• EXERCISE DATA:
=== Begin Enclosure ===
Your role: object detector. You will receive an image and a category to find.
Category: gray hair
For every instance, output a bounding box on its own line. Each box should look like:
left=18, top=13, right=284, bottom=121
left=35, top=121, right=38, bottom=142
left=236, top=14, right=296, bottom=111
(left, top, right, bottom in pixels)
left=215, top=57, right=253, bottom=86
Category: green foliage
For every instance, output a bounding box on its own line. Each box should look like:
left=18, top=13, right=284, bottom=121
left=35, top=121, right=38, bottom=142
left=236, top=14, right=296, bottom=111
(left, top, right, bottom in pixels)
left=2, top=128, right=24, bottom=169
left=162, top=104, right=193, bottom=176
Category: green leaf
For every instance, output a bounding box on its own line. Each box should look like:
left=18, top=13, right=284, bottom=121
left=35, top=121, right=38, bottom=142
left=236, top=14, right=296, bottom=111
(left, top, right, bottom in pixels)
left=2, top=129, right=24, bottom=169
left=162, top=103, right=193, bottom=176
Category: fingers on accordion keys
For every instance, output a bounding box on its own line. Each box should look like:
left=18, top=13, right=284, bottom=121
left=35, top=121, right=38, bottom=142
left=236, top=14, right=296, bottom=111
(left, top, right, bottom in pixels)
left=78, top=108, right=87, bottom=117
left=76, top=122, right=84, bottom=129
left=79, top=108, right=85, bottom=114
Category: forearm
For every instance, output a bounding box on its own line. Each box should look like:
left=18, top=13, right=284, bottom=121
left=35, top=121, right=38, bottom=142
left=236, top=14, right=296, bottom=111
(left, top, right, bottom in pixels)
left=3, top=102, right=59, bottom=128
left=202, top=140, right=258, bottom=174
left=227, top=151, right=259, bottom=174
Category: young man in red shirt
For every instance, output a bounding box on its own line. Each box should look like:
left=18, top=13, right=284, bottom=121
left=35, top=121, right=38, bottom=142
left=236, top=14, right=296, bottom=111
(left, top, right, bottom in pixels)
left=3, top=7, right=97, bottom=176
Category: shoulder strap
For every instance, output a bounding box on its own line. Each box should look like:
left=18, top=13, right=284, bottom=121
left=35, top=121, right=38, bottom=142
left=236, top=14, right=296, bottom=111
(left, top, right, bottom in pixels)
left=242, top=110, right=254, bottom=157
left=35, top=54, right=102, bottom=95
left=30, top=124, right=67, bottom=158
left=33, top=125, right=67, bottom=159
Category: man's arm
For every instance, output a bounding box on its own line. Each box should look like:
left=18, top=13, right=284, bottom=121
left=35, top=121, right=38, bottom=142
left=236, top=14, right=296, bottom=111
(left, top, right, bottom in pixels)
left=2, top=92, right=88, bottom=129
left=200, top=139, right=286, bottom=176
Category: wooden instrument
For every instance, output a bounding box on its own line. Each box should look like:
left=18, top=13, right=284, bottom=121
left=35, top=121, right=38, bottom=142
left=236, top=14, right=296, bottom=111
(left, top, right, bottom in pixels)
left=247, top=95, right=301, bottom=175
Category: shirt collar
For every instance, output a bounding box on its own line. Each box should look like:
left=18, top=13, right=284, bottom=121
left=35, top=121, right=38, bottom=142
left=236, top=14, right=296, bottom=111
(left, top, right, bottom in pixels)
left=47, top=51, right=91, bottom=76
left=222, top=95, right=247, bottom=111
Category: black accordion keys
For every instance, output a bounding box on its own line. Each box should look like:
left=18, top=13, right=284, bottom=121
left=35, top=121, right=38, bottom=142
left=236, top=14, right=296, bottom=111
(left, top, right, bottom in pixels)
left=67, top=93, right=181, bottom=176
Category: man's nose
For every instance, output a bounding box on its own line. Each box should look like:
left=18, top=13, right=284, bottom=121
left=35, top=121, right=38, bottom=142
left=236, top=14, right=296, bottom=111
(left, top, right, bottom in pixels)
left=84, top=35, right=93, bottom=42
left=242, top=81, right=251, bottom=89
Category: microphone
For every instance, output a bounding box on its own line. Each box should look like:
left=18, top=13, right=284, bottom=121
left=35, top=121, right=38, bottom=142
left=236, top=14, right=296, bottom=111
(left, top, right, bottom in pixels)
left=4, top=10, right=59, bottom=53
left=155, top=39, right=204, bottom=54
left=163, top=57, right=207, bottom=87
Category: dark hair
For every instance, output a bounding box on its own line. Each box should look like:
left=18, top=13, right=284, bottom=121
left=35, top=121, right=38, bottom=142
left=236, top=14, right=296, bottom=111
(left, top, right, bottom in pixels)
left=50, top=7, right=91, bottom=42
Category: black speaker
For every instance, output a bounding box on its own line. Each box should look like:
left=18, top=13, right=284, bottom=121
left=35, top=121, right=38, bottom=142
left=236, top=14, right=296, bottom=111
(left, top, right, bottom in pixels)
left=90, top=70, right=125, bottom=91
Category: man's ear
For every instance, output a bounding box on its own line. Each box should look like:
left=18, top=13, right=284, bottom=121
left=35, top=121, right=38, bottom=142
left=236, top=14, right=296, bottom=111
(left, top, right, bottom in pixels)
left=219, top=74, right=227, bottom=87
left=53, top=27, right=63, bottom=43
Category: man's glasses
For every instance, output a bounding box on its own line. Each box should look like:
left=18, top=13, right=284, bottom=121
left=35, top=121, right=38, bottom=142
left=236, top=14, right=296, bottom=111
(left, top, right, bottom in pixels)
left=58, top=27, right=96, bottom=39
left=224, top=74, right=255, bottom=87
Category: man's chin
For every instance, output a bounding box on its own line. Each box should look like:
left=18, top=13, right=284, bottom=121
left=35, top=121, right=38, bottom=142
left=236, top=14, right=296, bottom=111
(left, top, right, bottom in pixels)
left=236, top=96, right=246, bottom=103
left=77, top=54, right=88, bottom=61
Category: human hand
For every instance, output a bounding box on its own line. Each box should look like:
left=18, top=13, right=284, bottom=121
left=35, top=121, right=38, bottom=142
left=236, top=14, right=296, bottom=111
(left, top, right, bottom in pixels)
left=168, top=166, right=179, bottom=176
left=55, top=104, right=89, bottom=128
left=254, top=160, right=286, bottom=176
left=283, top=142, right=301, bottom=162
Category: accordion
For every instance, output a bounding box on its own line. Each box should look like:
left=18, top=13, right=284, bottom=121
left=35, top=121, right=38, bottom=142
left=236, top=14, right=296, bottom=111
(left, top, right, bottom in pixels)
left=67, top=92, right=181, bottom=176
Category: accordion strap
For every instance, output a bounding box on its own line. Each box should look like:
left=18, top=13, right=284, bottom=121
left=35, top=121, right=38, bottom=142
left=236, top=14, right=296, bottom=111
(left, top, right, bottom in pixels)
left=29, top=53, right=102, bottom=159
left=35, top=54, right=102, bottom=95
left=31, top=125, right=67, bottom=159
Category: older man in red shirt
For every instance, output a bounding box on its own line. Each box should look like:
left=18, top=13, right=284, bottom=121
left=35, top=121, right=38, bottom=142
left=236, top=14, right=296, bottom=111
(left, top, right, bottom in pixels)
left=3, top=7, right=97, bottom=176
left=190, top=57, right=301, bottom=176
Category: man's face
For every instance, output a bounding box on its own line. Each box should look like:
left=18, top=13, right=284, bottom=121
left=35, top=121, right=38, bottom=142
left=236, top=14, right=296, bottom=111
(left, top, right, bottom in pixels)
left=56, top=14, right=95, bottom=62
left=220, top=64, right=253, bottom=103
=== End Enclosure ===
• WHAT NEEDS TO BE DONE: Which lines hold the word "shirt"? Copy each of them from the records.

• EXPECTED OUTPUT:
Category: young man in red shirt
Category: shirt collar
Category: older man in red shirt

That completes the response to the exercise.